Dataset content ▸
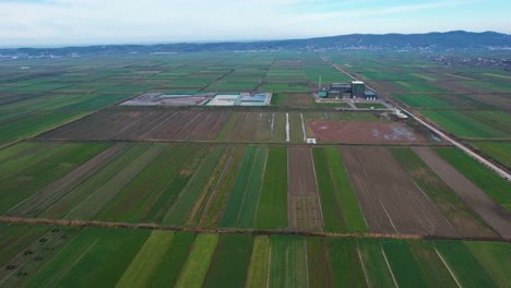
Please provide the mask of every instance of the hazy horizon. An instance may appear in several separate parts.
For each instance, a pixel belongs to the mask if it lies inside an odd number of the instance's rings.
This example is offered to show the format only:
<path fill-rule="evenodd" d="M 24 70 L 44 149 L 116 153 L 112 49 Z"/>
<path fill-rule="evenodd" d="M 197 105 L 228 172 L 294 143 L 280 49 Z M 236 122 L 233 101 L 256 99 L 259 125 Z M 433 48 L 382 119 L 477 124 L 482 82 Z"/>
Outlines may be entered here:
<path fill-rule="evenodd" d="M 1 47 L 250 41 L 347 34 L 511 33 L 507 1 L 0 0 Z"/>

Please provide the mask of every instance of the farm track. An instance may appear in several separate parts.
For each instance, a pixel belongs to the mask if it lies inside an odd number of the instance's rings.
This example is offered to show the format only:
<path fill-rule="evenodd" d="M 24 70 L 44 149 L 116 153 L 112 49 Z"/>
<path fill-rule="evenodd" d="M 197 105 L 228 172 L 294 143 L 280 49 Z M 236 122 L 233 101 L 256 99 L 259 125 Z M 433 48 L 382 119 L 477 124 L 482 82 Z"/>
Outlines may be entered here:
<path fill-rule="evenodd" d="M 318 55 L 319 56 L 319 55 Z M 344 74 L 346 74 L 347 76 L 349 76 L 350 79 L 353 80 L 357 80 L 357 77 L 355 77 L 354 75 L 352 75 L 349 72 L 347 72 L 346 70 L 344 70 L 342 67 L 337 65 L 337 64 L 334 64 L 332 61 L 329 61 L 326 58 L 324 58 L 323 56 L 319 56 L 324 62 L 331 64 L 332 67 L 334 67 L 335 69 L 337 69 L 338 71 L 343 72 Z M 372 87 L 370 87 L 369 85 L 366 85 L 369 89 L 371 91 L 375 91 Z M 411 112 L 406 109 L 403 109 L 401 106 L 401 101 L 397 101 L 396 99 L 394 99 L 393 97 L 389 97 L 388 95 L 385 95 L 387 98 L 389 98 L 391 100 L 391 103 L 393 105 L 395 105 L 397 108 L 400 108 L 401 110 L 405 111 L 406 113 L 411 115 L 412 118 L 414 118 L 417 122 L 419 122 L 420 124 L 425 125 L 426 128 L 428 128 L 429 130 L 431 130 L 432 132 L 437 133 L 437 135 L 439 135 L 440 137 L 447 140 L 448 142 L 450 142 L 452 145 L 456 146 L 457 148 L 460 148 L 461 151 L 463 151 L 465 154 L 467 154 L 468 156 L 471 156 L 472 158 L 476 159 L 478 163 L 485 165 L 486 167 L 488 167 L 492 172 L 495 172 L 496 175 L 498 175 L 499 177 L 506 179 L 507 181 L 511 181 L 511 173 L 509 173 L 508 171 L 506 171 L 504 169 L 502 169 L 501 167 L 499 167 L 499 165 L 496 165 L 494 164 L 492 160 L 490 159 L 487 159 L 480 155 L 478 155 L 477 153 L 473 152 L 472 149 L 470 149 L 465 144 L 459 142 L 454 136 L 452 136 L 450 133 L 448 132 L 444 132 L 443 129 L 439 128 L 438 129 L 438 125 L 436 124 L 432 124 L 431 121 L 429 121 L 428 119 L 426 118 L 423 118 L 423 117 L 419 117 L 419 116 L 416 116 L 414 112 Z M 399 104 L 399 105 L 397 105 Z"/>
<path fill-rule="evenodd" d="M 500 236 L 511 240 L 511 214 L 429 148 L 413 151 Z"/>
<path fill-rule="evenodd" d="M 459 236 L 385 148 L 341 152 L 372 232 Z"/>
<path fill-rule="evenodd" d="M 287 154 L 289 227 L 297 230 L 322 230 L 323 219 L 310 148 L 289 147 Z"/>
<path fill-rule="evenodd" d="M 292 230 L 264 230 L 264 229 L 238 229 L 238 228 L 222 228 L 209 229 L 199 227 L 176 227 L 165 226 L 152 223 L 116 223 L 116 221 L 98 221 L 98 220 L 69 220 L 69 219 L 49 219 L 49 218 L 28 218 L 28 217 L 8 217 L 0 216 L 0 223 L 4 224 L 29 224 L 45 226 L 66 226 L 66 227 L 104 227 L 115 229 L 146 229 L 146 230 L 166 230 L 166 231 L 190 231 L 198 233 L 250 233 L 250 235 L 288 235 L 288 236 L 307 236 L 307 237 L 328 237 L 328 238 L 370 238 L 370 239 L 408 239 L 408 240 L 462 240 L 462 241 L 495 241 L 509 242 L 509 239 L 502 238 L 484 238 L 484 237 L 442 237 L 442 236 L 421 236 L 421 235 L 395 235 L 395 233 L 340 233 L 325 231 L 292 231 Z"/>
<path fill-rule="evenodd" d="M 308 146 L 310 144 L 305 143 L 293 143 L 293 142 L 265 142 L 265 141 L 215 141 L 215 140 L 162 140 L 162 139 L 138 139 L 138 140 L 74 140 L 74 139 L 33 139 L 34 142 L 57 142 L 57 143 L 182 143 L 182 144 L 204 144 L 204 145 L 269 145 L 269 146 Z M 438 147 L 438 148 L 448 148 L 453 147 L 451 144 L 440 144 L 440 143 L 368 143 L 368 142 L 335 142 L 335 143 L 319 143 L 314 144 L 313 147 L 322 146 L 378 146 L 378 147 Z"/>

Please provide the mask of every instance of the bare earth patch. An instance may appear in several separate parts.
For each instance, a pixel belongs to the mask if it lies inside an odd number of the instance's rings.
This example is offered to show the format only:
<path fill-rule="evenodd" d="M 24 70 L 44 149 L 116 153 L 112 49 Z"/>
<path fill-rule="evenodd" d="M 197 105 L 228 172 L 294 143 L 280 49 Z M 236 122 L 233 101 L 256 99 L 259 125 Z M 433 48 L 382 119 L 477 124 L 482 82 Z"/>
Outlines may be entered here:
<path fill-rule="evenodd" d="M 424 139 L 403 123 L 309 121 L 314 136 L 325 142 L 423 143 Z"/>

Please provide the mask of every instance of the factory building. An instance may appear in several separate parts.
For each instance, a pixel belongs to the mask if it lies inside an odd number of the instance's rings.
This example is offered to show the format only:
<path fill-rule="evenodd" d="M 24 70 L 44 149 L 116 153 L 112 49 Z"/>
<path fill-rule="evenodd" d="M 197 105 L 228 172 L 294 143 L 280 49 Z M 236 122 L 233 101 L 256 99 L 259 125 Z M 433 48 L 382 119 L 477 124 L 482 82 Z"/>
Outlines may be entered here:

Task objective ▸ Resize everything from the line containing "Please provide the mask of every instance of the bare" down to the end of the items, requests included, by multiplying every coordinate in the answer outlines by 1.8 and rounding to whole numbers, with halves rounded up. Leave the numbers in the requests and their format samples unchanged.

Written answer ▸
Please provide the mask of every instance of the bare earth patch. An instance may appear in several separate parts.
For each instance, a pixel belongs to the mask if it lies inside an odd number of the instance's rings.
This example is offered to show the format only:
<path fill-rule="evenodd" d="M 24 70 L 44 149 L 116 153 L 112 49 Z"/>
<path fill-rule="evenodd" d="M 197 105 L 228 172 L 294 143 L 280 49 Z M 236 122 L 233 101 L 256 99 L 259 125 Z M 433 48 L 382 119 L 477 124 L 482 82 Z"/>
Outlines may be entered here:
<path fill-rule="evenodd" d="M 763 250 L 725 221 L 556 218 L 565 245 L 585 256 L 761 257 Z"/>

Please provide the mask of every instance of the factory building. An instance may appear in several separate parts.
For each instance, a pixel belongs to the mask if it lies inside an odd number of the instance's rings.
This example is offered to show the format only:
<path fill-rule="evenodd" d="M 24 70 L 44 149 L 116 153 L 112 49 Z"/>
<path fill-rule="evenodd" d="M 197 105 L 228 172 L 294 143 L 280 49 Z M 236 122 L 233 101 L 256 99 L 259 125 Z M 433 48 L 382 119 L 477 124 L 482 82 Z"/>
Outlines may be entered here:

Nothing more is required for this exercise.